EXERCISE GOAL: Could you show all lines in the entries below that contain the string "coordinates"?

═════ INPUT MATERIAL

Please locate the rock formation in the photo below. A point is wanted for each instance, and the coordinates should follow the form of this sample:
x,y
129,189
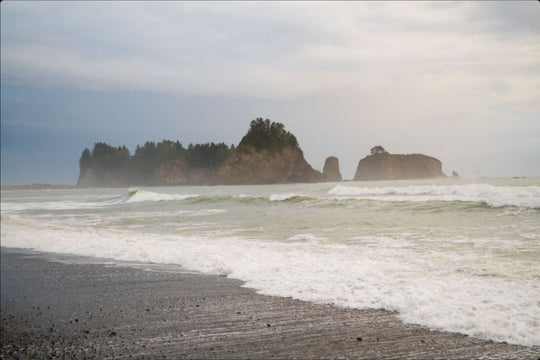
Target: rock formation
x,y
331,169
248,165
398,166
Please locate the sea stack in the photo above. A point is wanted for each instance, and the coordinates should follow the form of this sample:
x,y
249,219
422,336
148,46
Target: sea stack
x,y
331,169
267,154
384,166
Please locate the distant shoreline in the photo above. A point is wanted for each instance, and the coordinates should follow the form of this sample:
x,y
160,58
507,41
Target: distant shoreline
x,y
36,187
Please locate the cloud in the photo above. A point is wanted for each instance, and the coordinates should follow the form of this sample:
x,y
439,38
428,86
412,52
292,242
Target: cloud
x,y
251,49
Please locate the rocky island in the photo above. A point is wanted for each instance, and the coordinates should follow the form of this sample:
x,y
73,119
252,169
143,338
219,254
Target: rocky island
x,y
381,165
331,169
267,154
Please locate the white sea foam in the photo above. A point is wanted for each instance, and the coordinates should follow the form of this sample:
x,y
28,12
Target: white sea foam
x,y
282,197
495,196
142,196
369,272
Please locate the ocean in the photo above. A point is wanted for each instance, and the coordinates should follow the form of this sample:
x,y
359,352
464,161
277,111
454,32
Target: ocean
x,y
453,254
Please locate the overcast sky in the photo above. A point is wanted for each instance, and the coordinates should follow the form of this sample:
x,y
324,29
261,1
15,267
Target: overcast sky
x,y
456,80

══════════

FINISHED EXERCISE:
Please locate the rock formation in the photo below. A point is wanted for each instance, and the coordinates should follow the form of this sample:
Please locate the sea stack in the photo above. A point is wanted for each instance, and the coordinates should follow the form of this sample:
Please locate the distant shoreline in the photo above. A point is wanted for each instance, and the coordinates should follow the form of this sample:
Please locate the cloud in the photo above. A point is wanted for each instance, and the coordinates should follow the form of this sample:
Please locate the rocky island in the photo above. A point is wanted for each instance, and the coordinates should follow the form of this sample:
Please locate the white sea foam in the photo above. A point is wanted for each instance, and the coordinates should follow the form of this sample:
Please locate the ocean in the photo above. A point is wanted for each instance, and the coordinates should follow the form of this sample:
Please locate the overcast sky in the photo above. A point is wanted for each instance, and the coordinates should follow the form of this sample:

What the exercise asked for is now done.